What needs to be done: Exact repetition of the data is the whole task.

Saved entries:
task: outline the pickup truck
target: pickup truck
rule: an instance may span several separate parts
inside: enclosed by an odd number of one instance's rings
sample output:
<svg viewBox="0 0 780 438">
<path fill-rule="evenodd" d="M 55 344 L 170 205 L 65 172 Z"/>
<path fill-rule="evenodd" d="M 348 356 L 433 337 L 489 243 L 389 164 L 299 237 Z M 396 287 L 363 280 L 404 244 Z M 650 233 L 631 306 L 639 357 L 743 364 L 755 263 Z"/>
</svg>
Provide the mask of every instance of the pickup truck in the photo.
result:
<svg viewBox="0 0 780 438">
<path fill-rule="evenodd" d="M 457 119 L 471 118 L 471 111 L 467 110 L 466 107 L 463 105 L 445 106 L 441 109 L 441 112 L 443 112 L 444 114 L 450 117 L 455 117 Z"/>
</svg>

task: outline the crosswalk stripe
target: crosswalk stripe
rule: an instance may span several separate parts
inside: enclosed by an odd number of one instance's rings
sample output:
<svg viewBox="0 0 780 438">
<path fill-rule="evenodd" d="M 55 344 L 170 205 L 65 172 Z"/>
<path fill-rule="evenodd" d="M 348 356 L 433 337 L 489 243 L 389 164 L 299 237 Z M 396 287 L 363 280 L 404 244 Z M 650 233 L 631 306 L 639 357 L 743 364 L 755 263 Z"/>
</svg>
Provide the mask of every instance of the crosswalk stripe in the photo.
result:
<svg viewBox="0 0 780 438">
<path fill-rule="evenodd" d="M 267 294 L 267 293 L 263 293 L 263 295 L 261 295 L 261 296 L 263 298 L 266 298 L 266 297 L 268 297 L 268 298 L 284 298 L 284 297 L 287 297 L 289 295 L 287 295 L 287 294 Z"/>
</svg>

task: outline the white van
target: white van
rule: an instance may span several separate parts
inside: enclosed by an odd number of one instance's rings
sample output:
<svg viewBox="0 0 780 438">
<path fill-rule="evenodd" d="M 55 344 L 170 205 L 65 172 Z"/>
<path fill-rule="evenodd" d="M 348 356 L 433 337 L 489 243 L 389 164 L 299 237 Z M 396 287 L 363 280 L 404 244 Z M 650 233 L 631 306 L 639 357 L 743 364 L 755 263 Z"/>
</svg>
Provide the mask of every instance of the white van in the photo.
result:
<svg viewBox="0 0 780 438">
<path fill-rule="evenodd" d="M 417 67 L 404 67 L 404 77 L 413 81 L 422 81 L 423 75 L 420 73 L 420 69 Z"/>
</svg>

Solution to this exercise:
task: outline the pickup truck
target: pickup truck
rule: an instance may span several separate parts
inside: enclosed by an odd number of one instance's rings
sample output:
<svg viewBox="0 0 780 438">
<path fill-rule="evenodd" d="M 55 344 L 170 205 L 65 172 Z"/>
<path fill-rule="evenodd" d="M 348 356 L 433 337 L 489 243 L 389 164 L 299 237 Z M 396 287 L 363 280 L 404 244 Z M 650 233 L 631 306 L 639 357 L 743 364 L 755 263 Z"/>
</svg>
Provide the mask of every instance of the pickup truck in the photo.
result:
<svg viewBox="0 0 780 438">
<path fill-rule="evenodd" d="M 457 119 L 471 118 L 471 111 L 467 110 L 466 107 L 463 105 L 445 106 L 441 109 L 441 112 L 443 112 L 444 114 L 450 117 L 455 117 Z"/>
</svg>

task: outline the crosswalk stripe
target: crosswalk stripe
rule: an instance may span several separate parts
inside: enclosed by an odd number of one instance's rings
sample output:
<svg viewBox="0 0 780 438">
<path fill-rule="evenodd" d="M 55 344 L 170 205 L 65 172 Z"/>
<path fill-rule="evenodd" d="M 348 356 L 433 337 L 489 243 L 389 164 L 299 237 Z M 396 287 L 363 280 L 404 244 Z M 650 233 L 631 306 L 639 357 L 743 364 L 755 263 Z"/>
</svg>
Provide the mask of every instance of the crosswalk stripe in the photo.
result:
<svg viewBox="0 0 780 438">
<path fill-rule="evenodd" d="M 267 294 L 267 293 L 263 293 L 263 295 L 261 295 L 261 296 L 263 298 L 266 298 L 266 297 L 268 297 L 268 298 L 284 298 L 284 297 L 287 297 L 289 295 L 287 295 L 287 294 Z"/>
</svg>

task: outline the white van
target: white van
rule: an instance may span several separate parts
inside: enclosed by an odd number of one instance's rings
sample output:
<svg viewBox="0 0 780 438">
<path fill-rule="evenodd" d="M 55 344 L 170 205 L 65 172 Z"/>
<path fill-rule="evenodd" d="M 348 356 L 433 337 L 489 243 L 389 164 L 299 237 Z M 396 287 L 363 280 L 404 244 Z M 650 233 L 631 306 L 639 357 L 743 364 L 755 263 Z"/>
</svg>
Provide the mask of every instance of the white van in the photo.
result:
<svg viewBox="0 0 780 438">
<path fill-rule="evenodd" d="M 417 67 L 404 67 L 404 77 L 413 81 L 422 81 L 423 75 L 420 73 L 420 69 Z"/>
</svg>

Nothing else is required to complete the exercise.